# WHAT YOU SHOULD DO
The answer must be every line from the entries below that includes "road".

# PROVIDED INFORMATION
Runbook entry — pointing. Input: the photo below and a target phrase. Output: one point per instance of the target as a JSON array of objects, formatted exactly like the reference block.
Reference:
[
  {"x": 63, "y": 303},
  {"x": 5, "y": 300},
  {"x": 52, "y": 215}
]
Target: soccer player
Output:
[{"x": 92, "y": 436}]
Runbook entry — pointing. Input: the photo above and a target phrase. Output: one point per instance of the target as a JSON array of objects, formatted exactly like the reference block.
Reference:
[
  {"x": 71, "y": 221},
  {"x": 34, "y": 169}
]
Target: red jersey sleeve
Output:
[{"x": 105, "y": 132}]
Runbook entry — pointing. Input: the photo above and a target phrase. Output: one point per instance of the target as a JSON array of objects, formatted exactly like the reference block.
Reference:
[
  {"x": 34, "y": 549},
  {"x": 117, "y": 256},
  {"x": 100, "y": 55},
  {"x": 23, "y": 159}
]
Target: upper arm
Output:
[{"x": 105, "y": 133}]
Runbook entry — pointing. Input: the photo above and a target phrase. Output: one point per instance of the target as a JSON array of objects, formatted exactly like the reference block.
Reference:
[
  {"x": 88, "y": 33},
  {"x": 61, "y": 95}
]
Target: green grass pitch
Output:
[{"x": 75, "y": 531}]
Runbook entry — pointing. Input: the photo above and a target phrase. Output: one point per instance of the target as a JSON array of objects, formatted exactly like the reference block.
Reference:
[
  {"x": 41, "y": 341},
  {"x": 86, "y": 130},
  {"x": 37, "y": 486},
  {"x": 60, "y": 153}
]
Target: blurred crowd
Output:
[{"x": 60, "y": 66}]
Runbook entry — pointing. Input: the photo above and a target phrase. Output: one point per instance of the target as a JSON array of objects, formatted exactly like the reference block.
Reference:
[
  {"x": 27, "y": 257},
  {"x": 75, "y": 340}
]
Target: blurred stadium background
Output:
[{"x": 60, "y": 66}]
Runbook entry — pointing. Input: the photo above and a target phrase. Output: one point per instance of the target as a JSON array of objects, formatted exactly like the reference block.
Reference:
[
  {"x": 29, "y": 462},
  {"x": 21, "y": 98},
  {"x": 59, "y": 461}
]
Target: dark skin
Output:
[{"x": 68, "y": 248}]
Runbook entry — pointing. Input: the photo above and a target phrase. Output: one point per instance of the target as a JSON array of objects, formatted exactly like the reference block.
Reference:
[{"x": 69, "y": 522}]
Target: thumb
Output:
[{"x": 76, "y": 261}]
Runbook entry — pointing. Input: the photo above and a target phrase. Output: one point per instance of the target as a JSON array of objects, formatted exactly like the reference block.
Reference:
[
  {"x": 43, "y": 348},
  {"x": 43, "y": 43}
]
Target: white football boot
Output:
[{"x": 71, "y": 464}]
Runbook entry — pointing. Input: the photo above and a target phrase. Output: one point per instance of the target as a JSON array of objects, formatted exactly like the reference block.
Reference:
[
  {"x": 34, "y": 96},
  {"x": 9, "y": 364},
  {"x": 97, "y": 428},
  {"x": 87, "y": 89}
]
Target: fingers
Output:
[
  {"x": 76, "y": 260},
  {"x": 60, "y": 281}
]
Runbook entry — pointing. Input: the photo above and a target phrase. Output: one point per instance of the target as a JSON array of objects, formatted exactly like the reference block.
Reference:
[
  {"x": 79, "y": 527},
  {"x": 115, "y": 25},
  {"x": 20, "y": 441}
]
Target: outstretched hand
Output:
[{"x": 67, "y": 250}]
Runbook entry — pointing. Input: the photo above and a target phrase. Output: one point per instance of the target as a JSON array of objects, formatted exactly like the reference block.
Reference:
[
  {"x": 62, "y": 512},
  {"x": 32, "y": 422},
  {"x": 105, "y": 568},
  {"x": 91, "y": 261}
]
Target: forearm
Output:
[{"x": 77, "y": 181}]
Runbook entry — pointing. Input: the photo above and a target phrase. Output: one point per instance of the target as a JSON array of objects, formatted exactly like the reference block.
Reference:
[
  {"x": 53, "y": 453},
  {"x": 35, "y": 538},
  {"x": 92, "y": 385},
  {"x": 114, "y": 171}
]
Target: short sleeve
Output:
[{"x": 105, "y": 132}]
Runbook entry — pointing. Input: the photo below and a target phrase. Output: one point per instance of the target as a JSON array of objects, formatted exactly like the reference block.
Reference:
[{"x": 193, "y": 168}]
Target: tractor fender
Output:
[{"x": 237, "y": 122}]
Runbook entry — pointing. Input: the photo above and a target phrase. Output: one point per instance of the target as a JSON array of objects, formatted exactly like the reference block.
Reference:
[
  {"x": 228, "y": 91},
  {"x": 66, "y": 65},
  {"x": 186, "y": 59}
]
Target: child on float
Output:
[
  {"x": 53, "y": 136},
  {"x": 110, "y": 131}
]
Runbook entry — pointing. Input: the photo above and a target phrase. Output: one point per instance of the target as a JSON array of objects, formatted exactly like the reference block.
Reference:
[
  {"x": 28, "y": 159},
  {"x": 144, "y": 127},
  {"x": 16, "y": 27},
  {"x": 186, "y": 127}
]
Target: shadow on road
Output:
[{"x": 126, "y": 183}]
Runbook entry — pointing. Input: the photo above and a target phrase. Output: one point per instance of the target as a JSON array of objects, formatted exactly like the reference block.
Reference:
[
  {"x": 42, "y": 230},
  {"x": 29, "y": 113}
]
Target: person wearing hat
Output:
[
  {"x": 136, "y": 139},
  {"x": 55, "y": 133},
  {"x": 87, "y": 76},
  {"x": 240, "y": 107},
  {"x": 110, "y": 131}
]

* * *

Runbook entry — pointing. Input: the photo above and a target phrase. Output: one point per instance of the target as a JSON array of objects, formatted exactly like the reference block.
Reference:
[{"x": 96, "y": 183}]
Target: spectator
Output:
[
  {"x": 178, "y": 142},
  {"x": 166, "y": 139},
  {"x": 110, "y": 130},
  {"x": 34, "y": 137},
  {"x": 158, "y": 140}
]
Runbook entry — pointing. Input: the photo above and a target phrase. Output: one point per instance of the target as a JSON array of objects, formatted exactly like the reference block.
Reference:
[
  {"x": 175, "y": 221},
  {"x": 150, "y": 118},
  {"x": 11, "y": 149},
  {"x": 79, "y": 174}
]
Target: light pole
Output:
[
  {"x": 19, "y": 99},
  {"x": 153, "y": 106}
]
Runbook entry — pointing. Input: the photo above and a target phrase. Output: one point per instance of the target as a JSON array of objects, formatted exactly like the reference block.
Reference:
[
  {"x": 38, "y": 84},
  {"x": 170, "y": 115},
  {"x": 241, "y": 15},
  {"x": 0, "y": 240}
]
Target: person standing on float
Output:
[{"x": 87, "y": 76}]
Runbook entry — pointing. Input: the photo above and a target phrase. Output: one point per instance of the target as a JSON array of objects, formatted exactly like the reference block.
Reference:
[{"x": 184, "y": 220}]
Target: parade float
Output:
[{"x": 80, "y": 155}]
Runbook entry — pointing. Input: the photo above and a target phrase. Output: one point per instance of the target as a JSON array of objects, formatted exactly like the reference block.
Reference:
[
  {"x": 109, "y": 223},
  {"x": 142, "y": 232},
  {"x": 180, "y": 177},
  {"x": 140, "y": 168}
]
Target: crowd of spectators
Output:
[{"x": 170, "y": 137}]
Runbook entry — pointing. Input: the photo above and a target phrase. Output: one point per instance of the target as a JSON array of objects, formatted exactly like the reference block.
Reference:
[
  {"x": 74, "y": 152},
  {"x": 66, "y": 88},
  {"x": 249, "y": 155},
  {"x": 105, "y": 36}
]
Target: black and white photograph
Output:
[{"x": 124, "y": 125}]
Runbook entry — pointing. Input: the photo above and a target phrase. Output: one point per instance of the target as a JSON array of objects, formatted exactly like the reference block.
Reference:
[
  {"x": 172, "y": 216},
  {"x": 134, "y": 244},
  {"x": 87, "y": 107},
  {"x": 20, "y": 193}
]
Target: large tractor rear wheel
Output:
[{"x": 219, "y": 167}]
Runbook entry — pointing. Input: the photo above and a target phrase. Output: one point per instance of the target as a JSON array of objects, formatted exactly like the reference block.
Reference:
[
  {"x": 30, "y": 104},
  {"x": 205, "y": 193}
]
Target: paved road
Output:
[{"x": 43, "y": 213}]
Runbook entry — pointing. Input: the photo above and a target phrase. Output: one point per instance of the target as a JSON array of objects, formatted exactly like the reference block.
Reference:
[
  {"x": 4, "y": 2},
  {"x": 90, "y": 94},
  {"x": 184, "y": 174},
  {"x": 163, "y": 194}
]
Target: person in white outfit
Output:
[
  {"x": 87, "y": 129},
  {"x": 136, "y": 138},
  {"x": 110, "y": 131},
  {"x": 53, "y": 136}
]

==

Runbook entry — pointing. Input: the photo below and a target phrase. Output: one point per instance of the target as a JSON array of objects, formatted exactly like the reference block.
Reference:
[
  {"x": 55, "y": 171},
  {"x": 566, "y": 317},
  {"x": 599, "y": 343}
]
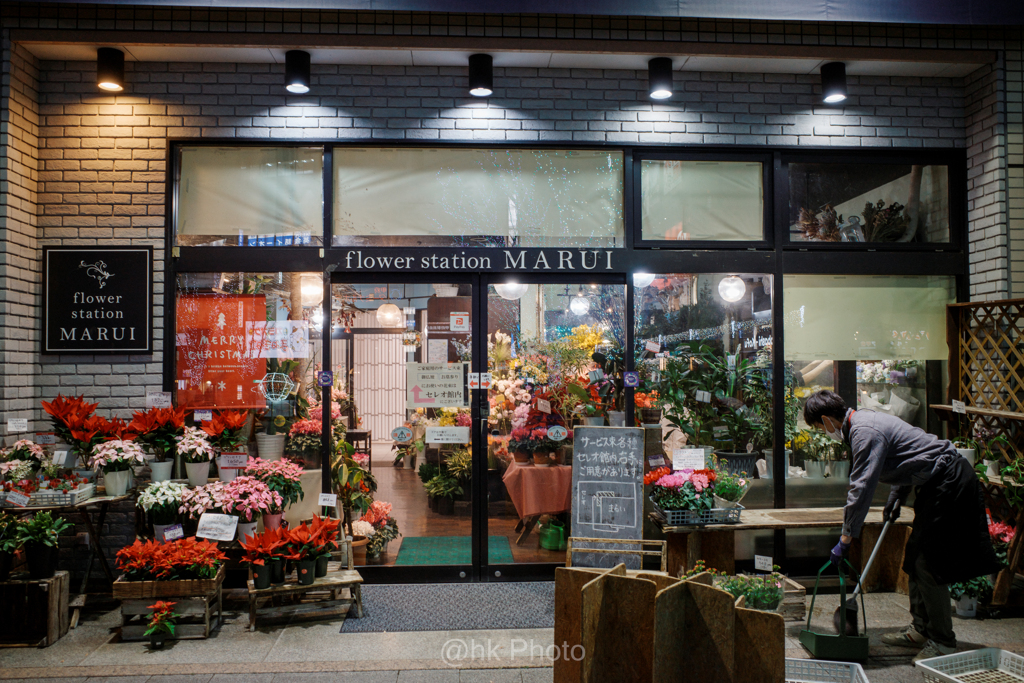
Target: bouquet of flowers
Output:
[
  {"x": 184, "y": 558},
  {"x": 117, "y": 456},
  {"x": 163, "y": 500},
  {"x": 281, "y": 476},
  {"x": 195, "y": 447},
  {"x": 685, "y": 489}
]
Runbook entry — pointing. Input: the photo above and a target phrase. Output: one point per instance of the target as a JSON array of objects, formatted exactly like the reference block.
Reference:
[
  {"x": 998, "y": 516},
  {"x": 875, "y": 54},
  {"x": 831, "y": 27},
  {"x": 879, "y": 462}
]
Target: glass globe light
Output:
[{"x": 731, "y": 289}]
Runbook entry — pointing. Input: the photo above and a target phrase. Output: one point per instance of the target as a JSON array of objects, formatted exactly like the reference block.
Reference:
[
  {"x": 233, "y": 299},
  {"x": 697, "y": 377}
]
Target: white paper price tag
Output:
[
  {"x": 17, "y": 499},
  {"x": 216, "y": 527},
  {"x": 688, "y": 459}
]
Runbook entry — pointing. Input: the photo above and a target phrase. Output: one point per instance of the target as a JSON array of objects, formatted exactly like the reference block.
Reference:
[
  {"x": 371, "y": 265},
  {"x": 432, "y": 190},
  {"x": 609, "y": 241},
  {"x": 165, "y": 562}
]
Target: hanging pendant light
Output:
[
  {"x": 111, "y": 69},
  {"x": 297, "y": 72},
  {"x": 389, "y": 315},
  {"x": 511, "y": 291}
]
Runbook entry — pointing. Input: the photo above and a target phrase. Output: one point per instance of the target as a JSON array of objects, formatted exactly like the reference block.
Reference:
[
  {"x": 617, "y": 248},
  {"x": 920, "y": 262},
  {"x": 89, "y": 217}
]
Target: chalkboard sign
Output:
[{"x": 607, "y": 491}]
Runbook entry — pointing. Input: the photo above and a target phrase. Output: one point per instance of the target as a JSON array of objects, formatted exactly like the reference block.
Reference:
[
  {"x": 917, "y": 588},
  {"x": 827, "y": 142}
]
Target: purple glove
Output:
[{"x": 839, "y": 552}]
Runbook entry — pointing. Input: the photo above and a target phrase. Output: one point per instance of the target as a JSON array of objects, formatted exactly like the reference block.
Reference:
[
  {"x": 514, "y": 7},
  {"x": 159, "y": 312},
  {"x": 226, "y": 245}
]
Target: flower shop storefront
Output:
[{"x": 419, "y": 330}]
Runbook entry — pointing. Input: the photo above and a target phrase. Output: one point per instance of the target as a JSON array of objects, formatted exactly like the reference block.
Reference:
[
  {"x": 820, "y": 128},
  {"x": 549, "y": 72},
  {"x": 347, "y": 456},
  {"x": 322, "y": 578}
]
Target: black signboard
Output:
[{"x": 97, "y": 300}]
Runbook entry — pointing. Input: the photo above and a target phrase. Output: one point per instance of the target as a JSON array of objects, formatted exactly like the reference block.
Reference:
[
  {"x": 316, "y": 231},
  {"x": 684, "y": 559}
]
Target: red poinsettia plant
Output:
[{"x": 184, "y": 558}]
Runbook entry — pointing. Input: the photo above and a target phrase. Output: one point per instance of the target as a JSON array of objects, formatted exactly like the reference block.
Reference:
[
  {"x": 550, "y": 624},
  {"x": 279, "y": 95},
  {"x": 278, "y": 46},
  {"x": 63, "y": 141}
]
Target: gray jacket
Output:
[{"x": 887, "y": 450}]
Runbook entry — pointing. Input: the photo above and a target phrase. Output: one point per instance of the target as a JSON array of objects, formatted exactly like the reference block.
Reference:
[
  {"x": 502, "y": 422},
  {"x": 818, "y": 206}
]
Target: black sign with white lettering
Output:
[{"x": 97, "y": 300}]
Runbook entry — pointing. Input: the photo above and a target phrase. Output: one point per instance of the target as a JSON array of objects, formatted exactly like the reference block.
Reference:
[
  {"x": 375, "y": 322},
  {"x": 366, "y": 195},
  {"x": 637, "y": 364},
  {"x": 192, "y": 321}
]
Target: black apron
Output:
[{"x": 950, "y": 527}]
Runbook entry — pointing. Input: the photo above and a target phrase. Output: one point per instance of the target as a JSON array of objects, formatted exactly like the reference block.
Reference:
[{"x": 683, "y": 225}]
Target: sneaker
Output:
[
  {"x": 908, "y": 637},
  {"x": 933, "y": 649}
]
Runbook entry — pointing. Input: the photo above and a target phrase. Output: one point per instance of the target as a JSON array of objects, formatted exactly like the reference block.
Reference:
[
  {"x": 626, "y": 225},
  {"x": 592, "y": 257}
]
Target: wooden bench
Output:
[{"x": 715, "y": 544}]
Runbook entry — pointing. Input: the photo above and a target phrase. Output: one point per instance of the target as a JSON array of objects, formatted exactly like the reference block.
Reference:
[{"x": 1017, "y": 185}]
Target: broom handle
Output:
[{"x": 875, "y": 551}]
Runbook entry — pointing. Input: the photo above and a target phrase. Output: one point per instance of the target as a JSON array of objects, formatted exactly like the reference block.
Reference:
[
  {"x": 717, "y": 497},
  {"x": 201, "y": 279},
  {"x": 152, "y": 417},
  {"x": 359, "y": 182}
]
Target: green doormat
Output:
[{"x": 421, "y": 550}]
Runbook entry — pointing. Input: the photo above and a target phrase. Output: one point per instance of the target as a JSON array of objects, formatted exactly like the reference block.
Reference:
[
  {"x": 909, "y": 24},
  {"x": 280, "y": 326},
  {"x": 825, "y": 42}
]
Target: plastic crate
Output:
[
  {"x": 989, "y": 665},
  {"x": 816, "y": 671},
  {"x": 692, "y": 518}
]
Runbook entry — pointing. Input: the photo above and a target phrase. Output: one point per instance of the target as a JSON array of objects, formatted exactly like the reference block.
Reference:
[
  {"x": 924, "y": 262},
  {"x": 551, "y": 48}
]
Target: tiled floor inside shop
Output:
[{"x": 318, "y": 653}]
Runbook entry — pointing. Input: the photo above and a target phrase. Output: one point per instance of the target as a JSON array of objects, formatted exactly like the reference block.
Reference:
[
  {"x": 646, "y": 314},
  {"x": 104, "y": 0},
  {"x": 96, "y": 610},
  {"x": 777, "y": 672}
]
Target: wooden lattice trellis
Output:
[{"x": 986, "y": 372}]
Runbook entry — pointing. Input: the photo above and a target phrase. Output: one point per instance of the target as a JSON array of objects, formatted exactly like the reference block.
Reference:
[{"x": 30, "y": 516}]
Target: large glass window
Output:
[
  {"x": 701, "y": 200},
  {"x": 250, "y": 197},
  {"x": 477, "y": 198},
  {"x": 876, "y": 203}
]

# EXERCISE SOLUTION
Target: shadow on road
Target: paved road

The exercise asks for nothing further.